begin PROVIDED RECORDS

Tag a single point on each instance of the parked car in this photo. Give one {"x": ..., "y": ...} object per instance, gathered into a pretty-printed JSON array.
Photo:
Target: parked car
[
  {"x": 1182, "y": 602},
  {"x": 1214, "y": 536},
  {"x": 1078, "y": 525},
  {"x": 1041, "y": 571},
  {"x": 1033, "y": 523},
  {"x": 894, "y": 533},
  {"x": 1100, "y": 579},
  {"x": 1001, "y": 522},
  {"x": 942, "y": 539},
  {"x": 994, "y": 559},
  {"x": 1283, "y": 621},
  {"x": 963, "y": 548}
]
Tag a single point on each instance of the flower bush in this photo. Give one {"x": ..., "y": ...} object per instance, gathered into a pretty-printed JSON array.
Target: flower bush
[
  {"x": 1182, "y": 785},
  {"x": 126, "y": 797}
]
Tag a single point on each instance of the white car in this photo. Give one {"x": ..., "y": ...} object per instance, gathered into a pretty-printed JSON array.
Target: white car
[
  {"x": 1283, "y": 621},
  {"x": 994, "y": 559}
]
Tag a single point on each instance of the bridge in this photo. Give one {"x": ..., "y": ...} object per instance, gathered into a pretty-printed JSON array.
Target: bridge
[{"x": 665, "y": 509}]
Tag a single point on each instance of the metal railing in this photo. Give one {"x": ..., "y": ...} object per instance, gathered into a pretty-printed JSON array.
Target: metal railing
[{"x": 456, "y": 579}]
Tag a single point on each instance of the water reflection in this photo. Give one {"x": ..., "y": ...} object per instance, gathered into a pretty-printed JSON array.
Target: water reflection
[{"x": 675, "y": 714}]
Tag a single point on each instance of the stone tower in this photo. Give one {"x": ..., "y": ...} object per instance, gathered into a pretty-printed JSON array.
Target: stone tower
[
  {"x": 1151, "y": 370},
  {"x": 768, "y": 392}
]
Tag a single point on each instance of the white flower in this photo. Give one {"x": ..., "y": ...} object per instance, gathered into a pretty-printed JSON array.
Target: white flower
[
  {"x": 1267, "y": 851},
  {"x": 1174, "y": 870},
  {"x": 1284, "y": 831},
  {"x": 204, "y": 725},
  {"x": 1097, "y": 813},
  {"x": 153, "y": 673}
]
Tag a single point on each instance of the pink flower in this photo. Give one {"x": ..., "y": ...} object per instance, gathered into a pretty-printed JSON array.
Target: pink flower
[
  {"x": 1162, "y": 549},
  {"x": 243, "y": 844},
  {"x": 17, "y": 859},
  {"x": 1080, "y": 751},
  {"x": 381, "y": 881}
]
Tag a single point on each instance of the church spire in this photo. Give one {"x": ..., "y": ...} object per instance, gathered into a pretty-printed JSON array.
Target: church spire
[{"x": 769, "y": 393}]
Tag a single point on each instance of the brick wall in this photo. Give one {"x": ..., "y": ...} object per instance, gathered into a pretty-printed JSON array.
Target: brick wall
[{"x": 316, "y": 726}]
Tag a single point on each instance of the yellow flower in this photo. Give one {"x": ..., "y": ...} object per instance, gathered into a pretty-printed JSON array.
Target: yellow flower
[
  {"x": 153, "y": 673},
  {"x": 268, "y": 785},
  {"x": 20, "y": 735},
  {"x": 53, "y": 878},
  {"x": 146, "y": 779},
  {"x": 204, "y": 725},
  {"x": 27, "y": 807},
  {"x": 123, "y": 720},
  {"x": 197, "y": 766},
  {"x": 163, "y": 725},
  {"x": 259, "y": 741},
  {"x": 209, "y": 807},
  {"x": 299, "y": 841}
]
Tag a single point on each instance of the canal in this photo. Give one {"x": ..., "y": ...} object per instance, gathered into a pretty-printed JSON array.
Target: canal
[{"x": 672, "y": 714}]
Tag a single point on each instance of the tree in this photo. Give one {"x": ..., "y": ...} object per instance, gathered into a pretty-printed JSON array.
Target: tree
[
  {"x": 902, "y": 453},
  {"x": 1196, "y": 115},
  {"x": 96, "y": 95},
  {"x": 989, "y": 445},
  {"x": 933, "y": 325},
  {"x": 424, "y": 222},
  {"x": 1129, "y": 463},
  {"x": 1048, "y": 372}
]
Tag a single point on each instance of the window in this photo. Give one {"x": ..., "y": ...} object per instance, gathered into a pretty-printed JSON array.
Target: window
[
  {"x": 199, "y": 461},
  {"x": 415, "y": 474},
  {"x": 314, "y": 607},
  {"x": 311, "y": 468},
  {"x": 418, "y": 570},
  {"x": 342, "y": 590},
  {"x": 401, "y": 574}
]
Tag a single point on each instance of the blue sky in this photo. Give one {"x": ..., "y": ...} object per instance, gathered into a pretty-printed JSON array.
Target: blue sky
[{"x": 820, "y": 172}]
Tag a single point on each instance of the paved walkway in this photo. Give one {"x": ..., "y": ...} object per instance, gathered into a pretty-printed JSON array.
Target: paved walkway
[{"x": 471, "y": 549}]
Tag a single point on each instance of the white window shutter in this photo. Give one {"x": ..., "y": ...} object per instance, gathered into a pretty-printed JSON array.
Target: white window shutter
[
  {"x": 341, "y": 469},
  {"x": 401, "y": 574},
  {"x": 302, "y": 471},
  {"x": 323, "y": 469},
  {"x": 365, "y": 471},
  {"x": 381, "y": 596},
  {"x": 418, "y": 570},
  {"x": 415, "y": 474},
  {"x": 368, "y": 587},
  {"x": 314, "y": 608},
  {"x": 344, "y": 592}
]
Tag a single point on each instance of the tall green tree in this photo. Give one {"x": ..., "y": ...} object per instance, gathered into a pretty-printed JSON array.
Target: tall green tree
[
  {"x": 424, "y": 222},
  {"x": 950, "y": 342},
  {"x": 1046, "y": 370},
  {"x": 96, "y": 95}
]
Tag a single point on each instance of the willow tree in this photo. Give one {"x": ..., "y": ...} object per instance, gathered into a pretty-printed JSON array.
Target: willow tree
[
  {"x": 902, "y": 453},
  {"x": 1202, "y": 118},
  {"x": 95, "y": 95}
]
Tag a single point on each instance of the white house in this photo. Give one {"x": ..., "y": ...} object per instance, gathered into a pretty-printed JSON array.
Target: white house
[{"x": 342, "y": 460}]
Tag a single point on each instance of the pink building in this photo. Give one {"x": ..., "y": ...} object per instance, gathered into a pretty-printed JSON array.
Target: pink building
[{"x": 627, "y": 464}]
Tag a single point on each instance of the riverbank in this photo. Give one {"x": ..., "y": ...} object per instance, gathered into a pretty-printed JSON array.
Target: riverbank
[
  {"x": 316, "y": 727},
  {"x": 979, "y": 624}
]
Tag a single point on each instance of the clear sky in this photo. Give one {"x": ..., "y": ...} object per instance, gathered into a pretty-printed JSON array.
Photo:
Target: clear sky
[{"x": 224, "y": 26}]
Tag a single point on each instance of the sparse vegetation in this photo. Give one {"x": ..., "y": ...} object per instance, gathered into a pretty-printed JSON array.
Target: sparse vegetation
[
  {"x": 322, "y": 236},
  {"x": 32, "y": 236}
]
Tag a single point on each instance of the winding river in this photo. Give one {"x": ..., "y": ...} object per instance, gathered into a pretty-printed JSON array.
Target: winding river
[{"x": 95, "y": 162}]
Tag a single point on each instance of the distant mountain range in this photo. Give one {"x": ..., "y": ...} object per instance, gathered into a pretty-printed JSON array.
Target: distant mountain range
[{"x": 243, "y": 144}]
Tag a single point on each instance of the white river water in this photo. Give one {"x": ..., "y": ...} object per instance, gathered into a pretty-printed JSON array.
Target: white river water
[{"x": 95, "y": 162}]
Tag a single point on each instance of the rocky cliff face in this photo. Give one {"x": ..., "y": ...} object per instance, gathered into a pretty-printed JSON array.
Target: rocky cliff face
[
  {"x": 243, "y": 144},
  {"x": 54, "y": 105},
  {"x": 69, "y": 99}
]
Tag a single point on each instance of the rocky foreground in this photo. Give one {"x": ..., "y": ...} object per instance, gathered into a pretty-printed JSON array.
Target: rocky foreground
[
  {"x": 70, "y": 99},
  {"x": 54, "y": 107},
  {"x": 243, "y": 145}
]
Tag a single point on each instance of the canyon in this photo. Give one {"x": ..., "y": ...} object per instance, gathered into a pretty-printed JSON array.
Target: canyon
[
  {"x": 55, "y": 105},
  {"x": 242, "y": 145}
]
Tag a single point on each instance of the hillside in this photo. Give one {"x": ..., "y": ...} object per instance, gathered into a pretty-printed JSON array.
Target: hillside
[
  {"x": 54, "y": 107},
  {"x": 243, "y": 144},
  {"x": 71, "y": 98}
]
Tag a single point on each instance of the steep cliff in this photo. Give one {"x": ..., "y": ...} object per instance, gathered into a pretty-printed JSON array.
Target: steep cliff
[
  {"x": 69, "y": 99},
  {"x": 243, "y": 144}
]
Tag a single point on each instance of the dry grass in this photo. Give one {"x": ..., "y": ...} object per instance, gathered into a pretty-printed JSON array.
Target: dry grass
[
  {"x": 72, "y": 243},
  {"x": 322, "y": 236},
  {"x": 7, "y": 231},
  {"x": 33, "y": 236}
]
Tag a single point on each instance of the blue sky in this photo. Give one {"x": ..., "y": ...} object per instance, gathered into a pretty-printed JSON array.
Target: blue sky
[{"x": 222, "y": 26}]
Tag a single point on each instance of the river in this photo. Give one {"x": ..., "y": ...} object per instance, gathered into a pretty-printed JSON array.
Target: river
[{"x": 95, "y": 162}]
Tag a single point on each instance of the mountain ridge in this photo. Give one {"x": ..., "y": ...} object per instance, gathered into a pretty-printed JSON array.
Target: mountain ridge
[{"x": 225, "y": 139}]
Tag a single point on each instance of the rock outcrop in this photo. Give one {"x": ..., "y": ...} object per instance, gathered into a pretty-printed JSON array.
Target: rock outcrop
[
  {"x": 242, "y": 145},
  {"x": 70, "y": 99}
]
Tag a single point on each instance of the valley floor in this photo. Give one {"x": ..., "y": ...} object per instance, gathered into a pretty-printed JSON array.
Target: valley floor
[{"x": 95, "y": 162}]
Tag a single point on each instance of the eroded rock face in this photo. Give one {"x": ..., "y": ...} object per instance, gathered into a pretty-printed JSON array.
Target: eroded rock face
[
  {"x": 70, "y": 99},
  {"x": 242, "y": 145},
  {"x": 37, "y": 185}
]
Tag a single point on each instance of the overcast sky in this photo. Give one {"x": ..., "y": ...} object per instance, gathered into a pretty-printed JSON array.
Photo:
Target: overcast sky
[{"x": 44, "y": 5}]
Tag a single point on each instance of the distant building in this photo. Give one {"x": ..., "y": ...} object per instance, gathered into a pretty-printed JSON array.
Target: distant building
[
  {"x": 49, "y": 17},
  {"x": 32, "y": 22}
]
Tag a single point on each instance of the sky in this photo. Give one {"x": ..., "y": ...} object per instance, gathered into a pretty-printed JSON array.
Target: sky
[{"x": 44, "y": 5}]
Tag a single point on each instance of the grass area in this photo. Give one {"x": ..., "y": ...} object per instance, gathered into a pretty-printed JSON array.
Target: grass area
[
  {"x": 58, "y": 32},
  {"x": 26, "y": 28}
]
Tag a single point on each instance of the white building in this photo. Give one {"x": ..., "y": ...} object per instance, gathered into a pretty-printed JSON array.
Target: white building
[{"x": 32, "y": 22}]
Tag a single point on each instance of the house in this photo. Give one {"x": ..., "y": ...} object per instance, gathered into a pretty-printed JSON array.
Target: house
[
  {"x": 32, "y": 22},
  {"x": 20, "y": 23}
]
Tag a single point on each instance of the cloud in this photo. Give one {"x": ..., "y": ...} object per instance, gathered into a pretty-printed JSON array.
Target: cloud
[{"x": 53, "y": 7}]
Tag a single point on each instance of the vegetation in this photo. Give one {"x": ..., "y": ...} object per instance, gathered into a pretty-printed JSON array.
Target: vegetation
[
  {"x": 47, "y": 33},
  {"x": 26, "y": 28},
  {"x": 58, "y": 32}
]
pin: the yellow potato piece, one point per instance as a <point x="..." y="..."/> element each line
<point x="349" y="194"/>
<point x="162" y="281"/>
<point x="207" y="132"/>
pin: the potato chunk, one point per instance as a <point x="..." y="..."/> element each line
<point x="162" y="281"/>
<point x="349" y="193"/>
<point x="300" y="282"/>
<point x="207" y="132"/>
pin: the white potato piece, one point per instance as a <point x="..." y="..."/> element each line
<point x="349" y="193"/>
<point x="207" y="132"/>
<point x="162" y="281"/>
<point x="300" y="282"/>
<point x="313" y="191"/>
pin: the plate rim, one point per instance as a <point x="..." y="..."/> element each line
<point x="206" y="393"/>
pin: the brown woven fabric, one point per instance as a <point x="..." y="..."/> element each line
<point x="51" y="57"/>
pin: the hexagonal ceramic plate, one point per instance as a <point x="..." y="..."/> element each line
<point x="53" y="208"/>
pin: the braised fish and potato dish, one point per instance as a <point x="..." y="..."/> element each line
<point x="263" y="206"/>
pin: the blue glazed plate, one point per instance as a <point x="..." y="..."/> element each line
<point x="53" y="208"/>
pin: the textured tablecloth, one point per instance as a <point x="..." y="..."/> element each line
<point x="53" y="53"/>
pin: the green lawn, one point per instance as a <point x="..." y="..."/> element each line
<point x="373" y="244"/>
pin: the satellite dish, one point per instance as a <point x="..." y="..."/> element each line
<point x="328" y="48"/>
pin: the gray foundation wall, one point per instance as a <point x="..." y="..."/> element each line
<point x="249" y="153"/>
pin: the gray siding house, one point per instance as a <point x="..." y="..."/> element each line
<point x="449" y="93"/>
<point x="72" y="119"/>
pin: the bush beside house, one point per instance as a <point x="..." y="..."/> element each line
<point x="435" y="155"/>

end PROVIDED RECORDS

▸ **GOAL**
Copy every line from the line with "pin: the gray siding" through the end of the data, requests included, and shift each x and y coordinate in the answers by -14.

▸ **RESULT**
pin: the gray siding house, one point per instance as a <point x="..." y="..."/> element each line
<point x="435" y="79"/>
<point x="58" y="105"/>
pin: the bush beside house, one point per instance as a <point x="..." y="..."/> element each line
<point x="421" y="141"/>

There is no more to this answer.